**EXERCISE PROMPT:**
Put all of the lines below into a JSON list of strings, one string for each line, and skip any blank lines.

**GIVEN ENTRIES:**
....................
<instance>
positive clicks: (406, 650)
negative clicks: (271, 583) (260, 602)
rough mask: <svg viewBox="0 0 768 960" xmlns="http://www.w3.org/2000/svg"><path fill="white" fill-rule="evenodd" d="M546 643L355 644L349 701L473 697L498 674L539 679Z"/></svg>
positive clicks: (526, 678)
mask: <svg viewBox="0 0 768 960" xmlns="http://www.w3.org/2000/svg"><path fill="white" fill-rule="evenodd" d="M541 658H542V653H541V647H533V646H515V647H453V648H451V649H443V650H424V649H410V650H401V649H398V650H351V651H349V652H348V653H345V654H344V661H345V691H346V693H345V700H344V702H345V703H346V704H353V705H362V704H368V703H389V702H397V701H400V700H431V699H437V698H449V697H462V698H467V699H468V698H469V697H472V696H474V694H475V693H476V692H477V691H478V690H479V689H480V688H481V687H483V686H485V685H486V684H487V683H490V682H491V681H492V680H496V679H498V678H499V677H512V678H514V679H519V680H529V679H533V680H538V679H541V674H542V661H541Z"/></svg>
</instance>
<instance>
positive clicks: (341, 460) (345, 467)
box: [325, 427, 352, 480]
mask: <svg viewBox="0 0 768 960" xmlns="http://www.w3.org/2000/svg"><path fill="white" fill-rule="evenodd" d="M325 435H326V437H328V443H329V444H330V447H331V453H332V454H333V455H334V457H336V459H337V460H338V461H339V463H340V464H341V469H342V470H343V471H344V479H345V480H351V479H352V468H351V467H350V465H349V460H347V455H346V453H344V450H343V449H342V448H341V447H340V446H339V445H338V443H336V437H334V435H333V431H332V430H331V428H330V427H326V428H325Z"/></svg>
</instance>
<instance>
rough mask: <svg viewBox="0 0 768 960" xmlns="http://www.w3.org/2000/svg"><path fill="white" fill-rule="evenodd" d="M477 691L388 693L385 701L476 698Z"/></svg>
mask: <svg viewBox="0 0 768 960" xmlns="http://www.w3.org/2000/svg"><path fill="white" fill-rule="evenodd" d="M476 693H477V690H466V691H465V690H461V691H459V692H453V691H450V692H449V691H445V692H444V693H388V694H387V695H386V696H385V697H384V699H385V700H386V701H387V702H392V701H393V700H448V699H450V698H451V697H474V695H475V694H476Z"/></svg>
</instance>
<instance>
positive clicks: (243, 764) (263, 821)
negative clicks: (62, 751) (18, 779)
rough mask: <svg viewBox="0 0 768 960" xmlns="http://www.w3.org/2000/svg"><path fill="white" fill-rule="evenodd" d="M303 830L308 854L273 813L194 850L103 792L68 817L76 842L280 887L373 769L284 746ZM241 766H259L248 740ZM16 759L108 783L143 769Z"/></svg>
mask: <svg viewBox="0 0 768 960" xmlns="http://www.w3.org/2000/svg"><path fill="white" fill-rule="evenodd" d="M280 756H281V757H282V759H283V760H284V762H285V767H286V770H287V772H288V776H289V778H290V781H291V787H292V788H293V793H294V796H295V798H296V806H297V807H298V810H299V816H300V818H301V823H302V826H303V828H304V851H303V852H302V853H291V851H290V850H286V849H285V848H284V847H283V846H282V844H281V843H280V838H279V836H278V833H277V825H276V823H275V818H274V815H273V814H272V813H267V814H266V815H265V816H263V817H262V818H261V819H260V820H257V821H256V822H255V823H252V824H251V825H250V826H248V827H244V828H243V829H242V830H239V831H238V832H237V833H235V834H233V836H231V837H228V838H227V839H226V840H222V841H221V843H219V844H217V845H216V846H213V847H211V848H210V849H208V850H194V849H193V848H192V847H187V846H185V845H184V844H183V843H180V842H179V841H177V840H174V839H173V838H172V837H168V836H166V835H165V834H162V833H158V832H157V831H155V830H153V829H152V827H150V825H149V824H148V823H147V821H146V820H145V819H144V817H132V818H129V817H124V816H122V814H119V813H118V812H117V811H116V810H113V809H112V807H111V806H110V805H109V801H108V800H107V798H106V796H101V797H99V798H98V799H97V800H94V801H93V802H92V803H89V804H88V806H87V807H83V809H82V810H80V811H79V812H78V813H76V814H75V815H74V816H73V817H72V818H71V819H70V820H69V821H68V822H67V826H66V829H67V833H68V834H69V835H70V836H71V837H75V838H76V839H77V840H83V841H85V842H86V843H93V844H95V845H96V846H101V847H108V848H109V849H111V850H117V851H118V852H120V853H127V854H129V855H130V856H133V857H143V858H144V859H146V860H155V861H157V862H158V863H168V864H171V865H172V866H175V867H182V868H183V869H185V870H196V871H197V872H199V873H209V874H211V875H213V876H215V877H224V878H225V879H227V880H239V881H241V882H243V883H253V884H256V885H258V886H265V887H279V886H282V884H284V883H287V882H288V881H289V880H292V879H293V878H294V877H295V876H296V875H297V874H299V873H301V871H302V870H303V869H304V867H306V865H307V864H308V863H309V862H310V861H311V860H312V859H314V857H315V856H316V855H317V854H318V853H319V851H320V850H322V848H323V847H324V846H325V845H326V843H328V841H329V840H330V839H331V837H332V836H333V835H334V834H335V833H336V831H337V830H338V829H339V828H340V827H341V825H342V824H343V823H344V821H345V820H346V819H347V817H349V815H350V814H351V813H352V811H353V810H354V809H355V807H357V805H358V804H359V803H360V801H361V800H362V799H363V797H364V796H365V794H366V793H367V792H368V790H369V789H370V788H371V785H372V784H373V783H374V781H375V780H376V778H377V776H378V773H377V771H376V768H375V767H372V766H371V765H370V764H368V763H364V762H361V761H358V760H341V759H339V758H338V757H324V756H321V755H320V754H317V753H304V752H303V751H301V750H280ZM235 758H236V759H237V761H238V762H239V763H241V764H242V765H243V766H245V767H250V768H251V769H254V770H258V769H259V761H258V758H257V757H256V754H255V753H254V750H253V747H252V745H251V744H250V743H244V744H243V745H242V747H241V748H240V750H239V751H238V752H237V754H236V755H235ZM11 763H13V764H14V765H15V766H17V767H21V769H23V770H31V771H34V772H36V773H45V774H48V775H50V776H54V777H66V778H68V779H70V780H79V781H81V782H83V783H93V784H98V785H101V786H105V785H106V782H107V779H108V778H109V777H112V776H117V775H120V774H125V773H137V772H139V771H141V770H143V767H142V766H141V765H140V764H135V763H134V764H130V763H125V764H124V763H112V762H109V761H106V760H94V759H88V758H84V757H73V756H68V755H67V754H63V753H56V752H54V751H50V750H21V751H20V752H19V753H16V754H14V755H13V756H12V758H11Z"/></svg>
....................
**ANSWER BOX:**
[
  "<instance>",
  "positive clicks: (406, 650)",
  "negative clicks: (271, 583) (260, 602)",
  "rough mask: <svg viewBox=\"0 0 768 960\" xmlns=\"http://www.w3.org/2000/svg\"><path fill=\"white\" fill-rule=\"evenodd\" d=\"M546 643L355 644L349 701L473 697L498 674L539 679Z\"/></svg>",
  "positive clicks: (526, 678)",
  "mask: <svg viewBox=\"0 0 768 960\" xmlns=\"http://www.w3.org/2000/svg\"><path fill=\"white\" fill-rule=\"evenodd\" d=\"M541 658H542V653H541V647H533V646H515V647H453V648H451V649H443V650H424V649H410V650H401V649H398V650H351V651H349V652H348V653H345V654H344V661H345V691H346V693H345V700H344V702H345V703H346V704H353V705H362V704H368V703H389V702H397V701H400V700H431V699H437V698H449V697H462V698H467V699H468V698H469V697H472V696H474V694H475V693H476V692H477V691H478V690H479V689H480V688H481V687H483V686H485V685H486V684H487V683H490V682H491V681H492V680H496V679H498V678H499V677H512V678H514V679H519V680H529V679H533V680H538V679H541V674H542V661H541Z\"/></svg>",
  "</instance>",
  "<instance>",
  "positive clicks: (341, 460) (345, 467)",
  "box: [325, 427, 352, 480]",
  "mask: <svg viewBox=\"0 0 768 960\" xmlns=\"http://www.w3.org/2000/svg\"><path fill=\"white\" fill-rule=\"evenodd\" d=\"M325 435H326V437H328V443H329V444H330V447H331V453H332V454H333V455H334V457H336V459H337V460H338V461H339V463H340V464H341V469H342V470H343V471H344V479H345V480H351V479H352V468H351V467H350V465H349V460H347V455H346V453H344V450H343V449H342V448H341V447H340V446H339V445H338V443H336V437H334V435H333V431H332V430H331V428H330V427H326V428H325Z\"/></svg>",
  "</instance>",
  "<instance>",
  "rough mask: <svg viewBox=\"0 0 768 960\" xmlns=\"http://www.w3.org/2000/svg\"><path fill=\"white\" fill-rule=\"evenodd\" d=\"M477 691L388 693L385 701L476 698Z\"/></svg>",
  "mask: <svg viewBox=\"0 0 768 960\" xmlns=\"http://www.w3.org/2000/svg\"><path fill=\"white\" fill-rule=\"evenodd\" d=\"M476 693H477V690H466V691H465V690H461V691H459V692H453V691H450V692H449V691H445V692H444V693H388V694H387V695H386V696H385V697H384V699H385V700H386V701H387V702H392V701H393V700H448V699H450V698H451V697H474V695H475V694H476Z\"/></svg>",
  "</instance>",
  "<instance>",
  "positive clicks: (243, 764) (263, 821)",
  "negative clicks: (62, 751) (18, 779)",
  "rough mask: <svg viewBox=\"0 0 768 960\" xmlns=\"http://www.w3.org/2000/svg\"><path fill=\"white\" fill-rule=\"evenodd\" d=\"M303 830L308 854L273 813L194 850L103 792L68 817L76 842L280 887L373 769L284 746ZM241 766H259L248 740ZM16 759L108 783L143 769Z\"/></svg>",
  "mask: <svg viewBox=\"0 0 768 960\" xmlns=\"http://www.w3.org/2000/svg\"><path fill=\"white\" fill-rule=\"evenodd\" d=\"M280 756H281V757H282V759H283V760H284V762H285V767H286V770H287V772H288V776H289V778H290V781H291V787H292V788H293V793H294V796H295V798H296V806H297V807H298V810H299V816H300V818H301V823H302V826H303V828H304V851H303V852H302V853H291V851H290V850H286V849H285V848H284V847H283V846H282V844H281V843H280V838H279V836H278V833H277V825H276V823H275V818H274V815H273V814H272V813H267V814H266V815H265V816H263V817H262V818H261V819H260V820H257V821H256V822H255V823H252V824H251V825H250V826H248V827H244V828H243V829H242V830H239V831H238V832H237V833H235V834H233V836H231V837H228V838H227V839H226V840H222V841H221V843H219V844H217V845H216V846H213V847H211V848H210V849H208V850H194V849H193V848H192V847H187V846H185V845H184V844H183V843H180V842H179V841H177V840H174V839H173V838H172V837H168V836H166V835H165V834H162V833H158V832H157V831H155V830H153V829H152V827H150V825H149V824H148V823H147V821H146V820H145V819H144V817H132V818H129V817H124V816H122V814H119V813H118V812H117V811H116V810H113V809H112V807H111V806H110V805H109V801H108V800H107V798H106V796H101V797H99V798H98V799H97V800H94V801H93V802H92V803H89V804H88V806H87V807H83V809H82V810H80V811H79V812H78V813H76V814H75V815H74V816H73V817H72V818H71V819H70V820H69V821H68V822H67V826H66V829H67V833H68V834H69V835H70V836H71V837H75V838H76V839H77V840H83V841H85V842H86V843H93V844H95V845H96V846H101V847H108V848H109V849H111V850H117V851H118V852H120V853H127V854H129V855H130V856H133V857H143V858H144V859H146V860H155V861H157V862H158V863H168V864H171V865H172V866H175V867H182V868H183V869H185V870H196V871H197V872H199V873H209V874H211V875H213V876H215V877H224V878H225V879H227V880H239V881H241V882H243V883H253V884H256V885H258V886H265V887H279V886H282V884H284V883H287V882H288V881H289V880H292V879H293V878H294V877H295V876H296V875H297V874H299V873H301V871H302V870H303V869H304V867H306V865H307V864H308V863H309V862H310V861H311V860H312V859H314V857H315V856H316V855H317V854H318V853H319V851H320V850H322V848H323V847H324V846H325V845H326V843H328V841H329V840H330V839H331V837H332V836H333V835H334V834H335V833H336V831H337V830H338V829H339V828H340V827H341V825H342V824H343V823H344V821H345V820H346V819H347V817H349V815H350V814H351V813H352V811H353V810H354V809H355V807H357V805H358V804H359V803H360V801H361V800H362V799H363V797H364V796H365V794H366V793H367V792H368V790H369V789H370V788H371V785H372V784H373V783H374V781H375V780H376V778H377V776H378V773H377V771H376V768H375V767H372V766H371V765H370V764H368V763H364V762H361V761H358V760H341V759H339V758H338V757H324V756H321V755H320V754H317V753H304V752H303V751H301V750H280ZM235 758H236V759H237V761H238V762H239V763H241V764H242V765H243V766H245V767H250V768H251V769H254V770H258V769H259V761H258V758H257V757H256V754H255V753H254V750H253V747H252V745H251V744H250V743H244V744H243V745H242V747H241V748H240V750H239V751H238V752H237V754H236V755H235ZM11 763H13V764H14V765H15V766H17V767H21V769H23V770H31V771H34V772H36V773H45V774H48V775H50V776H54V777H66V778H68V779H70V780H79V781H81V782H83V783H93V784H98V785H101V786H105V785H106V782H107V779H108V778H109V777H112V776H117V775H120V774H125V773H137V772H139V771H141V770H143V767H142V766H141V765H140V764H135V763H134V764H130V763H125V764H124V763H112V762H109V761H106V760H94V759H88V758H84V757H73V756H68V755H67V754H63V753H56V752H54V751H50V750H21V751H20V752H19V753H16V754H14V755H13V756H12V758H11Z\"/></svg>"
]